BEGIN Entries shown

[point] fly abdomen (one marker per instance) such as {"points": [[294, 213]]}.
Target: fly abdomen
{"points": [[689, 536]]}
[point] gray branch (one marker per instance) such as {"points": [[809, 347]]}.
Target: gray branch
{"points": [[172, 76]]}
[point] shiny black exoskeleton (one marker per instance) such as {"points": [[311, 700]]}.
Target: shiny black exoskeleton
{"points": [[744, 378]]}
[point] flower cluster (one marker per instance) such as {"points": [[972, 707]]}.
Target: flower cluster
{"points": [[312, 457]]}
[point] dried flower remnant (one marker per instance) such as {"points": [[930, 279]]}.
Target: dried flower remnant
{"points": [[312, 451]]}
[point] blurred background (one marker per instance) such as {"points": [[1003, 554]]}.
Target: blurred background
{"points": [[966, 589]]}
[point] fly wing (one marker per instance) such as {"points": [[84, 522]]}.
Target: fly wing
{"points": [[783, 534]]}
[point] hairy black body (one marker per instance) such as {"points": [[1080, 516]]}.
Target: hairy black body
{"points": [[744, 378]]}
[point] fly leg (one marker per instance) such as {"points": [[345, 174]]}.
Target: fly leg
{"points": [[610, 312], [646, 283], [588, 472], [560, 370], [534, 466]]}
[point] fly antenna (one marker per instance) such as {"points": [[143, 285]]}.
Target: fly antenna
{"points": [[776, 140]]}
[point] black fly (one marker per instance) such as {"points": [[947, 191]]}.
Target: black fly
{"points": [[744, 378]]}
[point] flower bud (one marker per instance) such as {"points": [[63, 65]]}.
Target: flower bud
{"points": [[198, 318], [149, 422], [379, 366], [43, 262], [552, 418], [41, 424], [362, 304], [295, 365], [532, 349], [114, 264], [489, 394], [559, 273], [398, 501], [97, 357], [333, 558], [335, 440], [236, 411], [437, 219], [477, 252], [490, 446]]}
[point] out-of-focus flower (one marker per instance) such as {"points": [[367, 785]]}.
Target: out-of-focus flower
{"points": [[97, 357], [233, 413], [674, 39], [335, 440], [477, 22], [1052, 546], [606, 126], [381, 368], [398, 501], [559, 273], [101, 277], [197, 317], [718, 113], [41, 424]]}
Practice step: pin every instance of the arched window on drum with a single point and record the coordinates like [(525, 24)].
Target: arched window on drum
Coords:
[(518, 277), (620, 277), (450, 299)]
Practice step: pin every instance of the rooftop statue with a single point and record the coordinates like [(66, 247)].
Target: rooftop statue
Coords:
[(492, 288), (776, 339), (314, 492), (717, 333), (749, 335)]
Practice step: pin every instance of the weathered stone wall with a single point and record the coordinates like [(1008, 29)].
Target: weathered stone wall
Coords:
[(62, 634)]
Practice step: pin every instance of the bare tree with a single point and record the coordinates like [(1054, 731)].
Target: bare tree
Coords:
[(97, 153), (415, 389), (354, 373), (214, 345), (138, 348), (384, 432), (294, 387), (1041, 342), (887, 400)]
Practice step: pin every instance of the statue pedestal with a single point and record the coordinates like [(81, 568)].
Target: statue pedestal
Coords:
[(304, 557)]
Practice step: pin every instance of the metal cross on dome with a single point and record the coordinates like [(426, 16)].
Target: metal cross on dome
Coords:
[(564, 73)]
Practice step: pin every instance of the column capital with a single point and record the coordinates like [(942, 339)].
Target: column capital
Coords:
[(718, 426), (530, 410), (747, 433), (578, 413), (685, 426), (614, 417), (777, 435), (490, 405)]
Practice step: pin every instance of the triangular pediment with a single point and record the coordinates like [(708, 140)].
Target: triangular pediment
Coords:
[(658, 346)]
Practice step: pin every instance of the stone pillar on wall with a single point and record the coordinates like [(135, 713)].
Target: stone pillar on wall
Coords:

END Entries shown

Exercise brief: Only lines with the word "capital" are wanted, so copy each one from the records.

Response box:
Practice step: pin every instance of the column capital with a single point and record the coordinates like [(942, 339)].
Target: column capital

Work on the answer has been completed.